An attitude problem
The Prime Minister appears to believe that if he makes a speech saying he intends to take tough action, somehow things will change
David Cameron's three-year-plus commission to examine airport policy in the South East is not an example of 'cutting through the dither'
David Cameron voiced his frustration yesterday at the way government can be slow at “getting stuff done”. Blaming an “attitude” problem for the dithering, the Prime Minister promised action to unclog Whitehall’s sclerotic arteries. He said he wanted fewer judicial reviews, shorter consultation periods and an end to the gold-plating of onerous EU directives.

**PROVIDED RECORDS:**
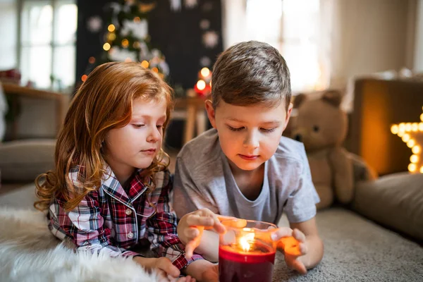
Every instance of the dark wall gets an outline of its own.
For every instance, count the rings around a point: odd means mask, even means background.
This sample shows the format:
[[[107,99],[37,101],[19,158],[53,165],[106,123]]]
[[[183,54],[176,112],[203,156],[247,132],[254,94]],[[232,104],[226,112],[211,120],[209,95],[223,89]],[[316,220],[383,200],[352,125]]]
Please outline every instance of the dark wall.
[[[152,45],[163,52],[169,65],[169,83],[186,89],[192,87],[197,81],[197,73],[202,67],[201,58],[210,59],[211,68],[222,51],[221,1],[197,0],[198,4],[192,8],[186,7],[185,0],[180,1],[180,11],[173,11],[168,0],[155,1],[156,7],[149,15],[149,33]],[[98,58],[103,51],[103,35],[109,24],[106,20],[108,2],[77,1],[76,81],[80,82],[82,75],[90,68],[89,58]],[[93,32],[88,23],[96,16],[102,19],[102,25],[99,30]],[[202,20],[209,21],[208,28],[200,27]],[[216,31],[219,35],[219,42],[213,48],[207,48],[202,42],[202,35],[207,30]]]

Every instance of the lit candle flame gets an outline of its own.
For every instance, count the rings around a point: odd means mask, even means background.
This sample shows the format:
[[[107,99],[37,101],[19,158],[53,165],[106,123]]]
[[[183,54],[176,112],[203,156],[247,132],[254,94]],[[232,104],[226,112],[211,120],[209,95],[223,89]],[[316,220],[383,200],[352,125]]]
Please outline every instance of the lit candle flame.
[[[244,228],[244,230],[245,229],[250,228]],[[255,233],[248,233],[240,238],[239,245],[244,252],[248,252],[250,250],[251,248],[250,242],[254,240],[254,237]]]

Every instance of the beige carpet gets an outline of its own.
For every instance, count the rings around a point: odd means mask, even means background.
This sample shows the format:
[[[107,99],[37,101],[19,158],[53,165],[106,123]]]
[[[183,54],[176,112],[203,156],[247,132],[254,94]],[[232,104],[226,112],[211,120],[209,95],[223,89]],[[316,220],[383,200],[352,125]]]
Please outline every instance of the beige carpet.
[[[35,198],[34,186],[28,185],[1,195],[0,207],[27,209]],[[423,281],[423,247],[416,243],[343,209],[319,212],[317,221],[325,245],[323,261],[301,276],[288,269],[278,254],[274,281]]]

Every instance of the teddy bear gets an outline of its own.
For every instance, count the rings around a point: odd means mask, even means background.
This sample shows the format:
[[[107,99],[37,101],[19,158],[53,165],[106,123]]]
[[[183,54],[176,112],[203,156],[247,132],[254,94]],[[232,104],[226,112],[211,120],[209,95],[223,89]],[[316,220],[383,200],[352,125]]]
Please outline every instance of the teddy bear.
[[[334,199],[350,203],[357,179],[375,178],[358,156],[342,147],[348,130],[348,116],[341,109],[342,94],[327,90],[317,98],[305,94],[294,99],[297,115],[290,121],[290,137],[304,144],[313,183],[320,197],[317,209],[328,207]]]

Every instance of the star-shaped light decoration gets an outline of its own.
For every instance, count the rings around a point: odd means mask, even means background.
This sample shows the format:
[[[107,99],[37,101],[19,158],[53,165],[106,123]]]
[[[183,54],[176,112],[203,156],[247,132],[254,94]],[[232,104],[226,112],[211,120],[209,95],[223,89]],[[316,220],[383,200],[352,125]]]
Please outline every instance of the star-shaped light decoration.
[[[408,165],[408,171],[412,173],[423,173],[423,160],[422,159],[423,114],[420,115],[419,123],[393,124],[391,126],[391,132],[401,137],[412,152],[412,155],[410,157],[410,163]]]

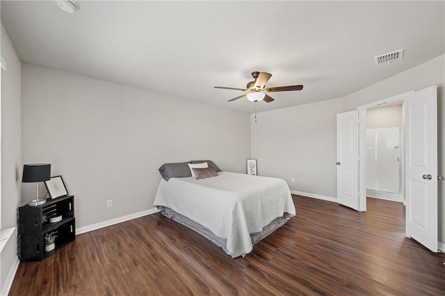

**THE TASK:**
Reproduce the full piece on David Cameron and government dithering, word for word from start to finish.

**YOUR RESPONSE:**
An attitude problem
The Prime Minister appears to believe that if he makes a speech saying he intends to take tough action, somehow things will change
David Cameron's three-year-plus commission to examine airport policy in the South East is not an example of 'cutting through the dither'
David Cameron voiced his frustration yesterday at the way government can be slow at “getting stuff done”. Blaming an “attitude” problem for the dithering, the Prime Minister promised action to unclog Whitehall’s sclerotic arteries. He said he wanted fewer judicial reviews, shorter consultation periods and an end to the gold-plating of onerous EU directives.